Using the listing that follows, filter out every line lacking the string "pole" and return the rest.

┌─ Supplied data

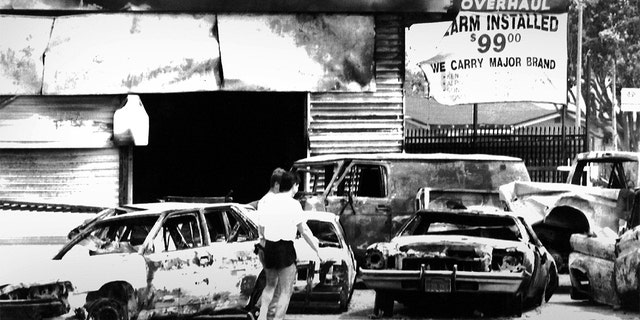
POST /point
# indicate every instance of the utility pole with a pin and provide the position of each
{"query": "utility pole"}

└─
┌─ Supplied data

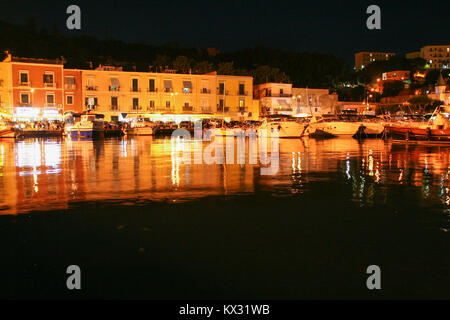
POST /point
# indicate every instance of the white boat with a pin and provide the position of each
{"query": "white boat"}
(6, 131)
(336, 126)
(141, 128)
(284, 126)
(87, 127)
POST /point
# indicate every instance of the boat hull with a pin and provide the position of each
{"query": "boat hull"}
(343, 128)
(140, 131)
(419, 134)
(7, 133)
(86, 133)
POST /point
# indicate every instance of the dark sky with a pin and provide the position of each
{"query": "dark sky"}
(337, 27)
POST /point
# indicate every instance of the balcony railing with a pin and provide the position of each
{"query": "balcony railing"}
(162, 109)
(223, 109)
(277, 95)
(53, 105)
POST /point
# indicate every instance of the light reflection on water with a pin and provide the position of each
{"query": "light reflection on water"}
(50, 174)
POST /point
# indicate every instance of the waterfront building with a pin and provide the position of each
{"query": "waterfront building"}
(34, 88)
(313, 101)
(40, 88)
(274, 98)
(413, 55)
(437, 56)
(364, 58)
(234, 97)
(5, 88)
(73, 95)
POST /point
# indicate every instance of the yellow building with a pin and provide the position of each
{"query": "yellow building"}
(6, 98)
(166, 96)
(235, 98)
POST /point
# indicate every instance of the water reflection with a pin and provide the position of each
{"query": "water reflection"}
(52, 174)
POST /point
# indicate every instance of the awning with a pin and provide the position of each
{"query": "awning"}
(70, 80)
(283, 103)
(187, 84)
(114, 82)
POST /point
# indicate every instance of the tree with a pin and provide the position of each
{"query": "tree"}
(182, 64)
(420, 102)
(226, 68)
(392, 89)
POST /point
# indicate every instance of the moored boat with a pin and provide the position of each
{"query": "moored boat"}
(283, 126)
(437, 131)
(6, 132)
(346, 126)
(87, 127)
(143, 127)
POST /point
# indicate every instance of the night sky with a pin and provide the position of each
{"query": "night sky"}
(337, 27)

└─
┌─ Supplied data

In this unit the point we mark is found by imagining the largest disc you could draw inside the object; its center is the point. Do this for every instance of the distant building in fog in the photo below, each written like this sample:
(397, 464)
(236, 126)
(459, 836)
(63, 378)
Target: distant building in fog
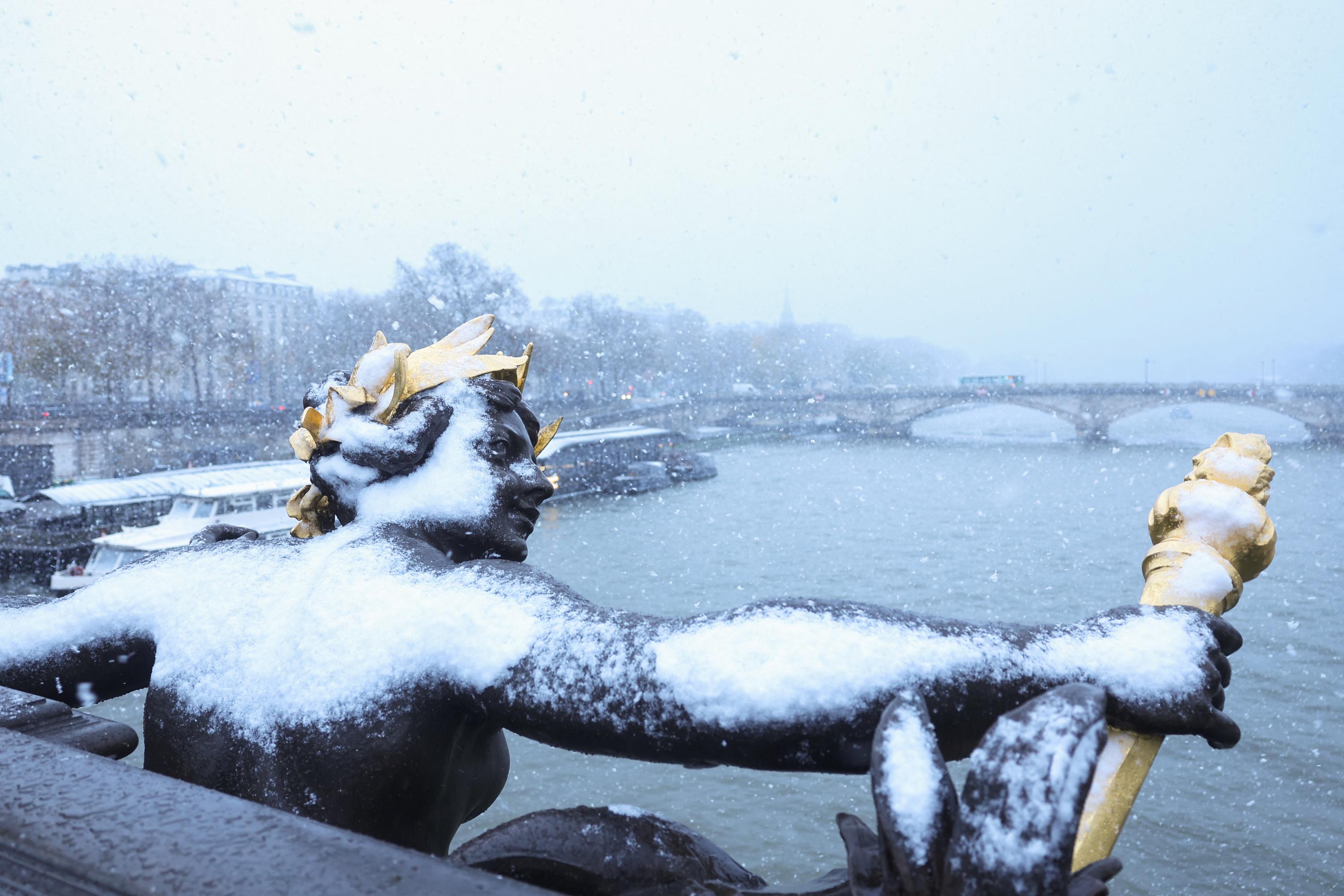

└─

- **Answer to this problem**
# indicate every instance of the utility pole with a pin and provide the position of each
{"query": "utility pole"}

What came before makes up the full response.